__THE PROBLEM__. Could you retype the records word for word but without any pictures?
*** THE DATA ***
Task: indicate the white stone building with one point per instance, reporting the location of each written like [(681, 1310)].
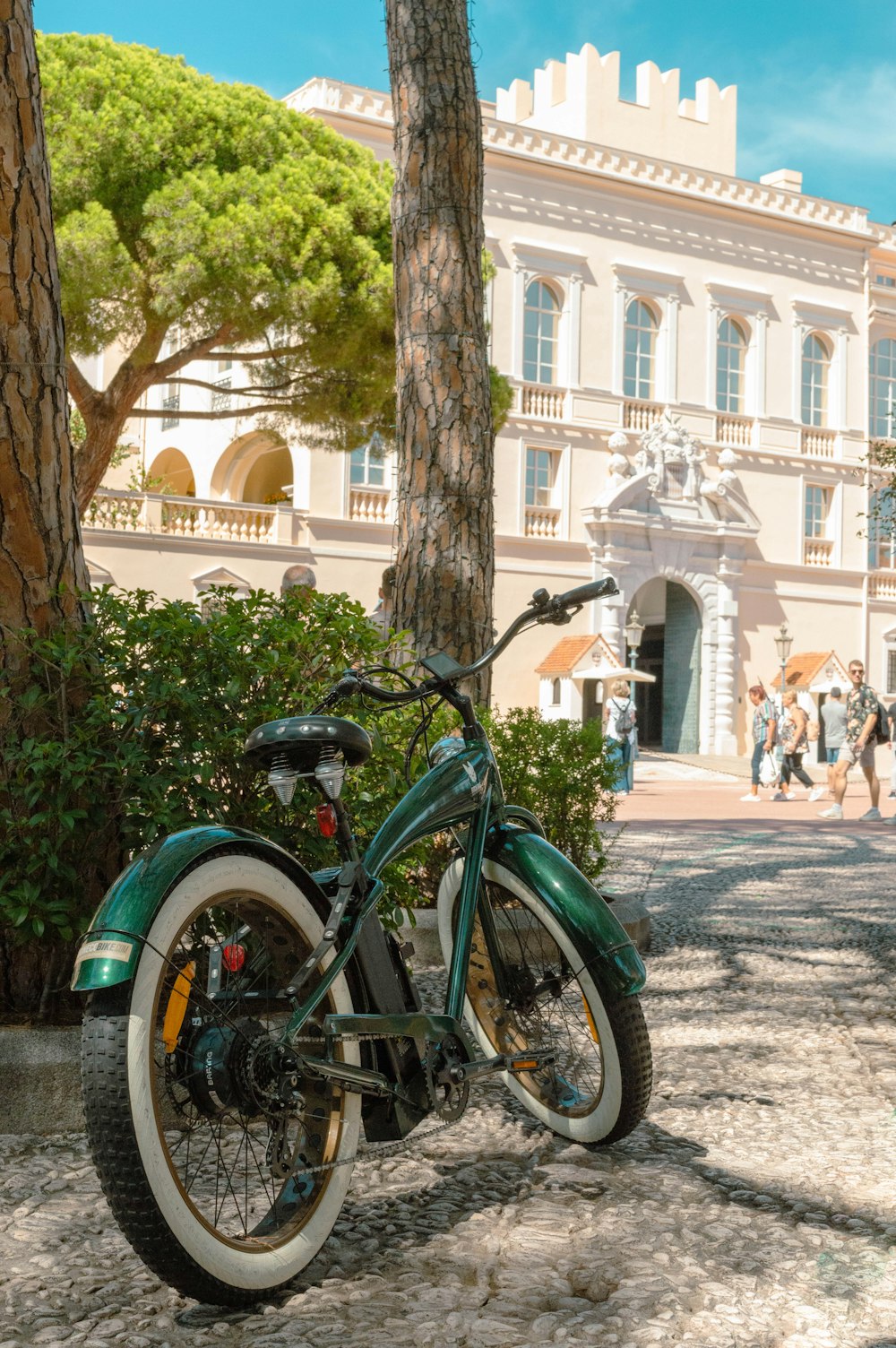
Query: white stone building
[(698, 363)]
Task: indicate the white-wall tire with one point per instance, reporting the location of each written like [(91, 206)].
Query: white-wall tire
[(170, 1232), (602, 1107)]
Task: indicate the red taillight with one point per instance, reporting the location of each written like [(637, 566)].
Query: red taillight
[(326, 820), (233, 957)]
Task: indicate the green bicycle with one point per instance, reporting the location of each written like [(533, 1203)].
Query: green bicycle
[(248, 1019)]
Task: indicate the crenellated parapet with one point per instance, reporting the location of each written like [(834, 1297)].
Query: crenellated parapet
[(580, 98)]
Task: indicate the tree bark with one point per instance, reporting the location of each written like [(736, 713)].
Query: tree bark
[(39, 537), (444, 441)]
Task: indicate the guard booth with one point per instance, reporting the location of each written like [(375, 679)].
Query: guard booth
[(812, 676), (575, 677)]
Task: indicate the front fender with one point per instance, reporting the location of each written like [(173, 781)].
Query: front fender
[(573, 901), (108, 954)]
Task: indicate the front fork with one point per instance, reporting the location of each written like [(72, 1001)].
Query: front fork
[(467, 907)]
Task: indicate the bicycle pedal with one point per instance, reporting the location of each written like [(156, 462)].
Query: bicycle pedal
[(530, 1061)]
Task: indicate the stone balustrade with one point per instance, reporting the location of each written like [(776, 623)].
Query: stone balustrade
[(185, 516), (372, 505), (542, 522), (818, 551), (735, 430), (818, 444), (542, 401)]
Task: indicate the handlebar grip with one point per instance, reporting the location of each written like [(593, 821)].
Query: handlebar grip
[(594, 590)]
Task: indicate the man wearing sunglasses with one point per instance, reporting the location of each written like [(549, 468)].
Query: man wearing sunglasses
[(858, 746)]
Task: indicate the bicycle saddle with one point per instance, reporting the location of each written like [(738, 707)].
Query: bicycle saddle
[(302, 741)]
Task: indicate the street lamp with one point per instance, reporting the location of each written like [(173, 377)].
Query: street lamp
[(783, 642), (633, 633)]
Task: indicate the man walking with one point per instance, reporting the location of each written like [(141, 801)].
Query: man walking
[(834, 719), (857, 747)]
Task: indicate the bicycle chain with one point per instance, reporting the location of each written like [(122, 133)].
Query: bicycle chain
[(374, 1149)]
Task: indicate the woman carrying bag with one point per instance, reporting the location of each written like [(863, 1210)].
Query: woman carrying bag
[(762, 741), (795, 743), (618, 732)]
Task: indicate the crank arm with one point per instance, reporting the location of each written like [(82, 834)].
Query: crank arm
[(353, 1078)]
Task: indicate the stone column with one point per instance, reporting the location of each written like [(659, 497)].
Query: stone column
[(725, 704), (574, 332), (521, 282)]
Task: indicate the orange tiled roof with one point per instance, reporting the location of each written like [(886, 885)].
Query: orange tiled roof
[(802, 669), (566, 655)]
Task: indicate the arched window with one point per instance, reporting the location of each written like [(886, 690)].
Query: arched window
[(730, 359), (882, 530), (366, 464), (815, 368), (639, 369), (882, 411), (539, 333)]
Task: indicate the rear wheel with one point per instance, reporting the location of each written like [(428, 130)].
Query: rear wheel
[(527, 989), (224, 1166)]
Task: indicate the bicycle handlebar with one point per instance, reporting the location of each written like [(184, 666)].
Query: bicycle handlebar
[(542, 609)]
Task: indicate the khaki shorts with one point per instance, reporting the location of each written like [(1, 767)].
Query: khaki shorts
[(849, 755)]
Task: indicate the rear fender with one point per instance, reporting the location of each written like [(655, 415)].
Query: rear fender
[(575, 904), (109, 951)]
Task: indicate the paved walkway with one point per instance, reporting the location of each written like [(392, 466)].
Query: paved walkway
[(752, 1209)]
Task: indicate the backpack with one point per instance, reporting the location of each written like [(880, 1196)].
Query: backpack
[(882, 725), (624, 720)]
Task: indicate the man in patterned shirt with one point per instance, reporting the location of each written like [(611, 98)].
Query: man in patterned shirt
[(858, 746)]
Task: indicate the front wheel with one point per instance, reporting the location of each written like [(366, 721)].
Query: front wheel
[(527, 989), (224, 1166)]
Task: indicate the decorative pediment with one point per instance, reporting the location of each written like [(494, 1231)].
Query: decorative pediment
[(668, 478)]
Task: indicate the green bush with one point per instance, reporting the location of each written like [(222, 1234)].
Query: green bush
[(134, 727), (559, 772)]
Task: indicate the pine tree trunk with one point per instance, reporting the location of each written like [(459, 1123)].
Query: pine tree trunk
[(40, 558), (39, 538), (444, 441)]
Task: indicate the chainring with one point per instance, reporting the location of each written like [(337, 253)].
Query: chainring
[(449, 1092)]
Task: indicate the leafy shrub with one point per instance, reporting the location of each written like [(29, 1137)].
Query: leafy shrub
[(134, 727), (559, 772)]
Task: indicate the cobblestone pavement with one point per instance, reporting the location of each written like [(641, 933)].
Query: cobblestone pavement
[(752, 1209)]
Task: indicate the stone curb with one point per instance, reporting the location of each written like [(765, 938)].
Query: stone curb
[(39, 1067)]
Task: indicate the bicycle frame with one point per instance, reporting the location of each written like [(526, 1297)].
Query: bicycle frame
[(461, 791)]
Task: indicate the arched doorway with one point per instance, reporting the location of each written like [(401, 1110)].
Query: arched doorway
[(173, 470), (254, 468), (668, 709)]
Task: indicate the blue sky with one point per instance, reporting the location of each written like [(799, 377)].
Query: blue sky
[(815, 80)]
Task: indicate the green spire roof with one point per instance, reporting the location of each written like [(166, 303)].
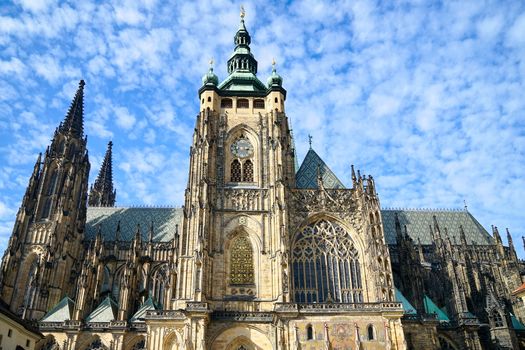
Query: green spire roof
[(311, 168), (149, 304), (105, 312), (61, 312), (409, 309), (431, 308), (274, 79), (242, 65)]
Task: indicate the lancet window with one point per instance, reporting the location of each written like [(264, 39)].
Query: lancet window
[(325, 265), (241, 262), (160, 279), (236, 171), (247, 171)]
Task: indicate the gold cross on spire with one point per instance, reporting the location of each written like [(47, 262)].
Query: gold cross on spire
[(243, 13)]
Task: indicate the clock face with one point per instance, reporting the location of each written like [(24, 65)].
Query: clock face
[(242, 148)]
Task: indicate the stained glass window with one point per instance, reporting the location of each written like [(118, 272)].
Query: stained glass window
[(241, 262), (247, 171), (236, 171), (325, 265)]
*** End of THE DATA ***
__OUTPUT OF THE EXERCISE__.
Task: indicate the white stone building with one point per instance, reporting the location of each written like [(681, 1310)].
Query: white stone building
[(698, 363)]
Task: indicate the white-wall tire with one point per instance, reporting the location of each written like [(91, 206)].
Query: white-wall tire
[(170, 1232), (602, 1107)]
Task: indicate the red taillight with one point per instance, reporting the location of each written like [(637, 566)].
Query: red taillight
[(326, 820), (233, 957)]
Task: indicate the green bicycle with one point per instance, reporting the location of each written like [(533, 1203)].
Query: green bicycle
[(248, 1019)]
Task: indicate the crenellated parapet with one point per instance, reporting the location of each written like [(834, 1297)].
Query: crenellated parapet
[(580, 98)]
Task: indicate the tree bark with one point per instance, reporting the location of each written like [(736, 713)].
Query: tree bark
[(39, 537), (444, 441)]
Task: indicate the guard booth with one point per instance, reporting the location of each written like [(375, 679)].
Query: guard booth
[(812, 676), (575, 677)]
Task: indicate the front fender with one point per instance, reporting the location of each written like [(173, 781)].
Query: front fender
[(573, 901), (108, 954)]
Task: indicate the front fork with one point per instance, reporting the location of each written like [(72, 1001)].
Query: front fork
[(467, 907)]
Task: indicate the bicycle pedal with one point per instance, reporting the location of each written like [(156, 462)].
Query: bicycle pedal
[(530, 1061)]
Task: indicate the stone balustrade with one point per instance, reporting the location of each written like [(776, 623)].
Query: stone balustrade
[(185, 516), (372, 505), (542, 522), (818, 551), (735, 430), (818, 444), (542, 401)]
Task: indicate the handlebar grip with one point per instance, reporting the location of each written like [(593, 821)].
Query: handlebar grip
[(594, 590)]
Task: indicate the man wearing sunglasses with one point per instance, reporting the location of each written like [(549, 468)].
Query: man wearing sunglasses
[(858, 746)]
Task: indicate the bicycle saddle with one point per instance, reporting the location of each written like [(738, 707)].
Query: bicycle saddle
[(302, 741)]
Task: indicate the street lamp with one point per instance, reporting the location of each written like [(173, 377)].
Query: street lamp
[(783, 642), (633, 633)]
Task: indicate the man walking with one point per instance, reporting the location of each written like [(141, 801)].
Query: man walking
[(834, 719), (857, 747)]
Task: indicate the bicycle chain with one point per instance, reporting the location of each written like [(122, 133)].
Query: bicycle chain
[(374, 1149)]
Task: indicate the woman carrying bag with one point per instance, reporting the location of each written like [(863, 1210)].
Query: woman carrying bag
[(762, 741), (795, 743), (618, 732)]
Task: indicate the crank arm with one point per instance, reporting the location of each written like [(82, 834)].
Query: crank arm
[(353, 1078)]
Task: indicate the stone column with one point per instance, reporting the location of each written like [(659, 497)].
Query: stone column
[(725, 704), (574, 332), (521, 282)]
Task: indicate the orange tiled roof with one point per instance, reporting the location of each written like [(886, 885)].
Query: orange tiled roof
[(802, 669), (566, 655)]
Task: indicate the arched window with one point per instance, reporting the location of each written like [(886, 690)].
Query: arched window
[(730, 359), (882, 530), (366, 464), (815, 368), (639, 369), (882, 411), (539, 333)]
Task: indicate the rear wheel with one point per instance, reporting the location of each written like [(428, 130)].
Query: rear wheel
[(527, 989), (224, 1166)]
Task: indicate the bicycle handlebar with one point per instance, reporting the location of each written like [(184, 666)].
Query: bicycle handlebar
[(542, 609)]
Task: indicate the khaki shorts with one point per instance, reporting the location of each written like [(1, 767)].
Query: khaki shorts
[(849, 755)]
Task: indicate the rear fender with one point per instance, reporting the location of each written like [(655, 415)].
Query: rear fender
[(575, 904), (109, 951)]
Task: indicate the paved walkway with one point per instance, reporting the location of each written like [(392, 466)].
Query: paved walkway
[(752, 1209)]
Task: indicate the backpack with one point per instance, reporting the location of each written like [(880, 1196)].
Query: backpack
[(882, 725), (624, 720)]
Task: indicate the man in patterned shirt with one point per instance, reporting the location of each written like [(611, 98)].
Query: man in patterned shirt
[(858, 746)]
Task: indicate the front wheel with one point per instance, reporting the location of each written like [(366, 721)].
Query: front wheel
[(527, 989), (224, 1166)]
Task: indicate the decorative pediment with one point per instance, reporting the location of each written like [(494, 1231)].
Query: decorative pediment
[(668, 478)]
Task: indicate the green bush with one point per instance, reporting the location of each written like [(222, 1234)].
Query: green bush
[(134, 727), (559, 772)]
Task: indicate the pine tree trunk with one point per instance, reporting the location of each written like [(459, 1123)].
Query: pine tree trunk
[(40, 558), (39, 538), (444, 441)]
Task: indicate the chainring with one point per instance, reporting the location of each written like [(337, 253)].
Query: chainring
[(449, 1092)]
Task: indicate the leafy shrub with one point per instance, reporting the location of each written like [(29, 1137)].
Query: leafy shrub
[(134, 727), (559, 772)]
Task: indicate the cobblestone pavement with one point per instance, reporting the location of each written like [(641, 933)].
Query: cobblestone pavement
[(752, 1209)]
Task: indicate the stone curb with one point per instance, reporting the location of each written like [(765, 938)].
Query: stone curb
[(39, 1067)]
Task: indicate the bicycle frame with one point per instance, reporting the location of each written like [(526, 1297)].
Query: bicycle frame
[(461, 791)]
Task: indicate the arched doorway with one point per instance, reporting the location of each written like [(401, 1110)].
Query: arched doorway
[(173, 470), (254, 468), (668, 709)]
Task: indicate the blue sky with one point per instance, reporting the location of each written like [(799, 377)].
Query: blue sky
[(815, 80)]
Task: indicate the green spire roof with one point per instance, reporting the location of each written like [(166, 303)].
Query: green spire roof
[(311, 168), (149, 304), (105, 312), (61, 312), (409, 309), (431, 308), (274, 79), (242, 65)]
Task: indicate the lancet window with one point per instance, reporting the location of each written like [(264, 39)].
Query: lancet window
[(325, 265), (241, 262), (160, 279), (236, 171), (247, 171)]
Task: indicate the gold cross on spire with one point per instance, reporting the location of each written like [(47, 262)].
Query: gold cross on spire
[(243, 13)]
Task: indicate the clock face with one point per instance, reporting the location of each written like [(24, 65)].
Query: clock face
[(242, 148)]
Task: indicate the stained glass window with one point per instance, reporting the location of each written like [(118, 272)].
Query: stained glass window
[(241, 262), (247, 171), (236, 171), (325, 265)]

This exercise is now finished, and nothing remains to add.